### Istruzione scritta 1
Sostituisci "sky" con "horizon" nelle righe dell'elenco che vanno da quella contenente "Given the photo above, point to the sky" fino alla fine dell'elenco. Riporta queste righe con la sola sostituzione, senza cambiare nient'altro.
^^^^^^^^^^^^^^^^
Nel tempo, tuttavia, non è cambiata molto la preparazione dell’essere umano ancora soggetto ad errori e debolezze; tanto che il vettore di attacco più efficace è il phishing. Questo vuol dire che la cultura delle persone in tema di sicurezza e rischio informatico ancora è insufficiente. Alcune azioni banali si compiono con eccessiva leggerezza, indistintamente se in ambito personale o lavorativo con il risultato di facilitare gli attaccanti.
Molte aziende, inoltre, non hanno un adeguato livello di percezione del rischio informatico e delle conseguenze che ne derivano e spesso ancora commentano: “non abbiamo mai avuto problemi del genere e non vedo perché dovremmo averli…”. Ma soprattutto per tante aziende la spesa per la sicurezza informatica è sempre stata considerata come una piccola parte della spesa IT con tutte le erronee conseguenze che ne derivano.
Le aziende sottovalutano maggiormente, i rischi, causati da convinzioni personali e non oggettive: la convinzione di essere al sicuro dopo aver comprato tanta tecnologia, la sicurezza percepita come un costo o un problema fastidioso, che non è necessario affrontare (incuria). Tutti questi casi sono anche accomunati dall’errato concetto per cui la sicurezza informatica è un problema tecnologico, che resta confinato all’interno dei computer e per il quale se esiste un problema, basta chiamare l’esperto che lo risolverà ma, nel frattempo, ognuno torna alla propria vita, che non è impattata da quanto avviene nella dimensione digitale.
Ne abbiamo parlato con Domenico Caldarelli, Cyber Security Specialist di ITI Sistemi che ha commentato: “Ovviamente questo concetto è completamente sbagliato poiché oggi si è tutti connessi e fortemente legati ai propri singoli dati. Fare pochi investimenti sul tema della sicurezza, dal punto di vista tecnologico, vuol dire avere infrastrutture obsolete che non possono garantire gli standard di sicurezza adeguati e dal punto di vista culturale significa dipendenti impreparati, che nell’insieme rendono le aziende inermi di fronte a situazioni difficili. In generale le persone, e le aziende con esse, sottovalutano la capacità che ha un attacco informatico di impattare e colpire al di fuori dal contesto tecnologico; un attacco mirato al core business di un’azienda provoca la fuoriuscita o la perdita di dati, il blocco dei reparti e delle funzioni produttive, scatena crisi gestionali e porta a danni economici che possono arrivare a causare licenziamenti, e la chiusura dell’attività colpita, uscendo fuori dal perimetro informatico e danneggiando la vita delle persone nel mondo reale”.
^^^^^^^^^^^^^^^^
### Istruzione scritta 2
Trascrivi parola per parola il testo sulla sicurezza informatica, da "Le aziende sottovalutano" fino a "nella dimensione digitale.".

(Indicazione di oggetti nelle foto)
^^^^^^^^^^^^^^^^
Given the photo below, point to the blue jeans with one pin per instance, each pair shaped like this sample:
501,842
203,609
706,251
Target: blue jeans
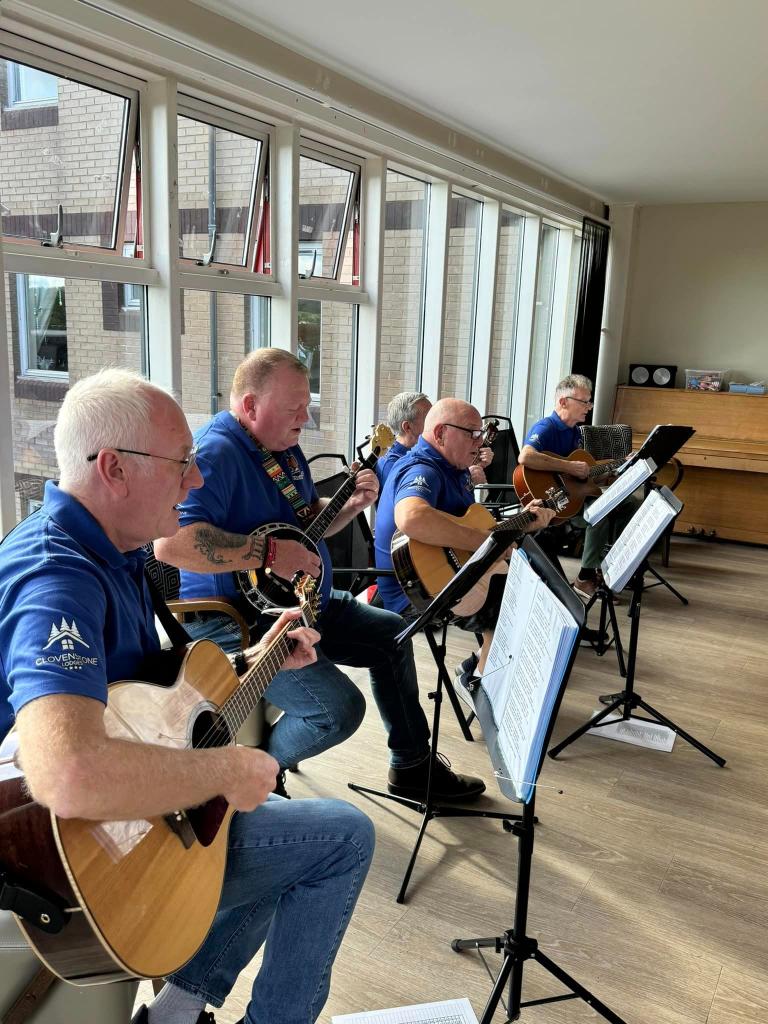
294,871
323,707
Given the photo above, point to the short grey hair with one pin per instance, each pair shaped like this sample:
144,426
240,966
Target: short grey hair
401,408
109,409
571,383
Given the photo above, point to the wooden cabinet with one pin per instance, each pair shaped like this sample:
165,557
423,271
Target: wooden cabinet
725,487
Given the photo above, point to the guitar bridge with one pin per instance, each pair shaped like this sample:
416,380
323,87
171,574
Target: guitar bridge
178,822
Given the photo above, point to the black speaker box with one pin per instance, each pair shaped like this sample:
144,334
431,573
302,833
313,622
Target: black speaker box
649,375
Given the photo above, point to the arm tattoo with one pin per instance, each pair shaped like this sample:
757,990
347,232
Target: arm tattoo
255,549
209,539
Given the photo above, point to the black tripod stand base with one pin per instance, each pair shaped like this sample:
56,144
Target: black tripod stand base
429,811
515,952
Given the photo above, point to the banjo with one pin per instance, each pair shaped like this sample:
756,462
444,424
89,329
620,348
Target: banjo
263,588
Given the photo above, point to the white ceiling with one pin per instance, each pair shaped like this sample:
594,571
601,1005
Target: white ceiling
638,100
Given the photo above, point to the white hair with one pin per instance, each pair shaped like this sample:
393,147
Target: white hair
401,408
571,383
111,409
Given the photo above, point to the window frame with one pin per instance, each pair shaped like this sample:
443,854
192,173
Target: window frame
85,73
322,153
209,114
16,102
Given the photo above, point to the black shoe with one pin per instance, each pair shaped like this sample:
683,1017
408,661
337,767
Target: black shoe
608,698
467,680
142,1016
280,785
448,785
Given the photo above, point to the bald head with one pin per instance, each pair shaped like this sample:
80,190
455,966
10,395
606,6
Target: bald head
449,428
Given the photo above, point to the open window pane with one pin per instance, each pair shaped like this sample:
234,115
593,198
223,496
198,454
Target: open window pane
465,217
503,339
217,179
328,337
402,293
62,142
217,330
81,326
328,195
545,295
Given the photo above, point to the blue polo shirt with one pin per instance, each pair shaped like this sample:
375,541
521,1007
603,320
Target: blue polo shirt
422,473
552,435
75,612
239,496
386,464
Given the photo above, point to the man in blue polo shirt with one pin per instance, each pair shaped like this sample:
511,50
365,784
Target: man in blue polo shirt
406,414
431,480
547,445
406,419
255,473
76,615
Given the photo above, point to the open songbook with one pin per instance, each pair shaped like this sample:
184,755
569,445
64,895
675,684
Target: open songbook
529,655
638,537
622,487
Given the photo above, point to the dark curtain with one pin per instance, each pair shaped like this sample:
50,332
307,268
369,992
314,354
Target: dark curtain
592,267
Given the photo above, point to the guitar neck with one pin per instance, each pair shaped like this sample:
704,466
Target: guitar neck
254,683
322,523
604,467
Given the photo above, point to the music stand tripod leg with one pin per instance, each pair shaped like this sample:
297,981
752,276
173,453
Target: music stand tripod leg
428,807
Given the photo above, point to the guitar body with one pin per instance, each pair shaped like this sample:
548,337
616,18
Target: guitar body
536,482
265,589
143,894
423,569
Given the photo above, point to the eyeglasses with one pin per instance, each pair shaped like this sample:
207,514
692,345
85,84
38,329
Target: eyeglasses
476,434
186,463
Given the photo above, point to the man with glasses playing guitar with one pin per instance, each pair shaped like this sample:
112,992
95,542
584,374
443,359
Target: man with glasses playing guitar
256,512
428,501
553,445
143,815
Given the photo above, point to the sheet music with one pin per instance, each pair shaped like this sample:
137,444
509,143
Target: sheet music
448,1012
531,643
619,489
638,538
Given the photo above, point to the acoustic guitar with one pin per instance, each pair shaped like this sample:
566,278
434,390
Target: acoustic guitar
135,899
529,483
423,569
263,588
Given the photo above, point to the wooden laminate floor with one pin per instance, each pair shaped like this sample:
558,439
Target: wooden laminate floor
649,872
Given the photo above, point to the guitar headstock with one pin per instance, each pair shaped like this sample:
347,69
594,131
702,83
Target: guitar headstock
489,433
381,439
305,588
557,499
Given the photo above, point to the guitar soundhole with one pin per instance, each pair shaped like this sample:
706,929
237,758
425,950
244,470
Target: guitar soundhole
210,729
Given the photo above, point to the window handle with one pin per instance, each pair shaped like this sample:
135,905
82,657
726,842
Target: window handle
55,239
206,261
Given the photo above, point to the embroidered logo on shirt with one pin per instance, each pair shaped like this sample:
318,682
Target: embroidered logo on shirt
66,635
420,481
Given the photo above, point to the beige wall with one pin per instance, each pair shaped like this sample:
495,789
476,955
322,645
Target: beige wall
698,289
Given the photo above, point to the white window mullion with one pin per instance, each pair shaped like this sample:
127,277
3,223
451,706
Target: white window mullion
524,335
484,304
162,232
434,294
559,308
372,274
7,487
285,253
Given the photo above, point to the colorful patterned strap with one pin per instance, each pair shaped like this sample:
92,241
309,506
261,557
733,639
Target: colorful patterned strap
287,488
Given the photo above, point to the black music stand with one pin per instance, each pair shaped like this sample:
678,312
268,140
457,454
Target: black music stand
663,442
514,944
436,619
627,699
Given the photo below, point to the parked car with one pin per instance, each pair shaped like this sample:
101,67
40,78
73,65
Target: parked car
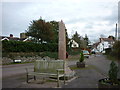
86,53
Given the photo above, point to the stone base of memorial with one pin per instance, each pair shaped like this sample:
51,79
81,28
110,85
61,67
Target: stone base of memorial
80,64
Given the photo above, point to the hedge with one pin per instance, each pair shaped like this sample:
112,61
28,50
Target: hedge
19,46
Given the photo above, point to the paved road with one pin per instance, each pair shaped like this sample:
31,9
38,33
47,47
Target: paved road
96,68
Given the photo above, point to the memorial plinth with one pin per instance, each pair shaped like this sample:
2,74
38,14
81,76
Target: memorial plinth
62,49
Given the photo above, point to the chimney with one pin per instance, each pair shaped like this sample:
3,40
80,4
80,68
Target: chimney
11,35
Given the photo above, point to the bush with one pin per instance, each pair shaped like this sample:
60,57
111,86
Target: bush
113,72
81,57
116,50
19,46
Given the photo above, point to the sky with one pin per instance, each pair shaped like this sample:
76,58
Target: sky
92,17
^^^^^^^^^^^^^^^^
### Risposta scritta 1
Given the photo above, point to the horizon with one pin per instance, each pair shaped like this sample:
76,58
Target: horizon
92,17

### Risposta scritta 2
Le aziende sottovalutano maggiormente, i rischi, causati da convinzioni personali e non oggettive: la convinzione di essere al sicuro dopo aver comprato tanta tecnologia, la sicurezza percepita come un costo o un problema fastidioso, che non è necessario affrontare (incuria). Tutti questi casi sono anche accomunati dall’errato concetto per cui la sicurezza informatica è un problema tecnologico, che resta confinato all’interno dei computer e per il quale se esiste un problema, basta chiamare l’esperto che lo risolverà ma, nel frattempo, ognuno torna alla propria vita, che non è impattata da quanto avviene nella dimensione digitale.